External data source handling

If the external data source is written over the information model, the externalDataWriteCallback will be triggered. The user has to take care and assure that the write leads not to synchronization issues and race conditions.

static UA_StatusCode
externalDataWriteCallback(UA_Server *server, const UA_NodeId *sessionId,
                          void *sessionContext, const UA_NodeId *nodeId,
                          void *nodeContext, const UA_NumericRange *range,
                          const UA_DataValue *data){
    //node values are updated by using variables in the memory
    //UA_Server_write is not used for updating node values.
======
> **Short exercise 1**:
From the passage on external data source handling, list the names of every parameter declared in the signature of externalDataWriteCallback.
> **Short exercise 2**:
Carry the passage on external data source handling forward, starting right after its final comment line.
======
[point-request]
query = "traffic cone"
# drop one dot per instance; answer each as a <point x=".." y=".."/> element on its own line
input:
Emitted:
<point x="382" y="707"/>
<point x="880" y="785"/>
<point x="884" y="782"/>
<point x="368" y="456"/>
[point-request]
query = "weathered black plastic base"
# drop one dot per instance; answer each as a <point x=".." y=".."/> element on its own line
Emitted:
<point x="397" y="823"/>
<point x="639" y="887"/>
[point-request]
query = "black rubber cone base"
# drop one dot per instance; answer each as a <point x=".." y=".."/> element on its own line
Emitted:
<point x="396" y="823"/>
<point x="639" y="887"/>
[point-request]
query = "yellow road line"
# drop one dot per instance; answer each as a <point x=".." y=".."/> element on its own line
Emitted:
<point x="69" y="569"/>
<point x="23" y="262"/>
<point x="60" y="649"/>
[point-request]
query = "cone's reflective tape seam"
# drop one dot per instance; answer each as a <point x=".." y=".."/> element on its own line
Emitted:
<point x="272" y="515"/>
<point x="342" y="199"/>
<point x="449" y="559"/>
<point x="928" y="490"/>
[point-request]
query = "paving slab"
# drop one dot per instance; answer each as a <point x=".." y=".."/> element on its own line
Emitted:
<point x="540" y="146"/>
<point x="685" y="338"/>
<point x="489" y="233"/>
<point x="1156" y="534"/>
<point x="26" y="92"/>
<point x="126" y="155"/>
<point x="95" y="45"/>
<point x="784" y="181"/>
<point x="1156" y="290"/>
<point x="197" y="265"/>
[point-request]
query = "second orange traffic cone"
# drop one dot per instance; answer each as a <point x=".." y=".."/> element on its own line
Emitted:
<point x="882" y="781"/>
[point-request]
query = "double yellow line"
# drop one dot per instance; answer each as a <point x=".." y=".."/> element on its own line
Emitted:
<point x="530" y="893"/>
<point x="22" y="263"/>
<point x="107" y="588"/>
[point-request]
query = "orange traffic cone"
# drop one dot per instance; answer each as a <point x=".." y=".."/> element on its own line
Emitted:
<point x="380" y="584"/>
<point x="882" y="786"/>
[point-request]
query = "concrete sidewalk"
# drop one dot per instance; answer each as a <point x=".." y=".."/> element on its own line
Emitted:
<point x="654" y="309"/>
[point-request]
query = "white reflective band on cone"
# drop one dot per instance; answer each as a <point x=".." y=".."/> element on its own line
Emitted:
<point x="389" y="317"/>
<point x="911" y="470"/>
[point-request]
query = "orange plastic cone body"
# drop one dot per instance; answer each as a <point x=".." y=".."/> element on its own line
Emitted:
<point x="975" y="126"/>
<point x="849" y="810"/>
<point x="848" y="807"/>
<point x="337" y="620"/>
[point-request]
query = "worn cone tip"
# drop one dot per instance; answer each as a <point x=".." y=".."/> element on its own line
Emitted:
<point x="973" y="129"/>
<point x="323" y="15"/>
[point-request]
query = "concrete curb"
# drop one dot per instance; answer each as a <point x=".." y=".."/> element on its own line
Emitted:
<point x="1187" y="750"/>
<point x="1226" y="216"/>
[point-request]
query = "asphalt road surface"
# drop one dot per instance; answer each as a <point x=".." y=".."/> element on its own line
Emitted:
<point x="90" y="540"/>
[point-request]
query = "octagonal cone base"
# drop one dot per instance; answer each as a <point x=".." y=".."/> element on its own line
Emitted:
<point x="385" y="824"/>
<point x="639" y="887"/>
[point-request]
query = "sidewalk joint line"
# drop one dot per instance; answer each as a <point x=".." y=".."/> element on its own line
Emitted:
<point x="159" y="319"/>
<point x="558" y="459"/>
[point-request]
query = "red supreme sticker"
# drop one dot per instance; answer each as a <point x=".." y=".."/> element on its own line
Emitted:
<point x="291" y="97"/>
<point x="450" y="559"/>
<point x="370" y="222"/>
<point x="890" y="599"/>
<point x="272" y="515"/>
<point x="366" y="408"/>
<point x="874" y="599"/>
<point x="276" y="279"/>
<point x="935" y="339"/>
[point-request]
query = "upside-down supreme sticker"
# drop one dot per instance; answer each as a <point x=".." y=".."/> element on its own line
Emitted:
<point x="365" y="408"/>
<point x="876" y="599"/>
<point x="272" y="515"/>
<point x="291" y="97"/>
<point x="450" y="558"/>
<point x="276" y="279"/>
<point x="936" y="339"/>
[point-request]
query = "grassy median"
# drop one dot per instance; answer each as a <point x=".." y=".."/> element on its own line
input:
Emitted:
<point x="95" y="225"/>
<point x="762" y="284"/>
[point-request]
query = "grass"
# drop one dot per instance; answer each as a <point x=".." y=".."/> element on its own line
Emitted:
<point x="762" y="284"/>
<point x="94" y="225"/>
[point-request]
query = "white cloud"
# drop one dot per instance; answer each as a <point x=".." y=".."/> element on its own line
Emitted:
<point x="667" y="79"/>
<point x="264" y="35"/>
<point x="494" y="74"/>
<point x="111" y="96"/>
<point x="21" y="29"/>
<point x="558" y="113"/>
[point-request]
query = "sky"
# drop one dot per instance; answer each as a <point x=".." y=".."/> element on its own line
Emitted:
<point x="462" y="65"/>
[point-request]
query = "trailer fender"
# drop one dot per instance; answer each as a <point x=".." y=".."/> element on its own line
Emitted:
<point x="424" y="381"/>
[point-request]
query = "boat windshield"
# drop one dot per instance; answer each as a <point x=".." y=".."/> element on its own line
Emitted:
======
> **Written response 1**:
server, sessionId, sessionContext, nodeId, nodeContext, range, data

> **Written response 2**:
    return UA_STATUSCODE_GOOD;
}

static UA_StatusCode
externalDataReadNotificationCallback(UA_Server *server, const UA_NodeId *sessionId,
                                     void *sessionContext, const UA_NodeId *nodeid,
                                     void *nodeContext, const UA_NumericRange *range){
    //allow read without any preparation
    return UA_STATUSCODE_GOOD;
}

PubSub connection handling

Create a new ConnectionConfig. The addPubSubConnection function takes the config and creates a new connection. The Connection identifier is copied to the NodeId parameter.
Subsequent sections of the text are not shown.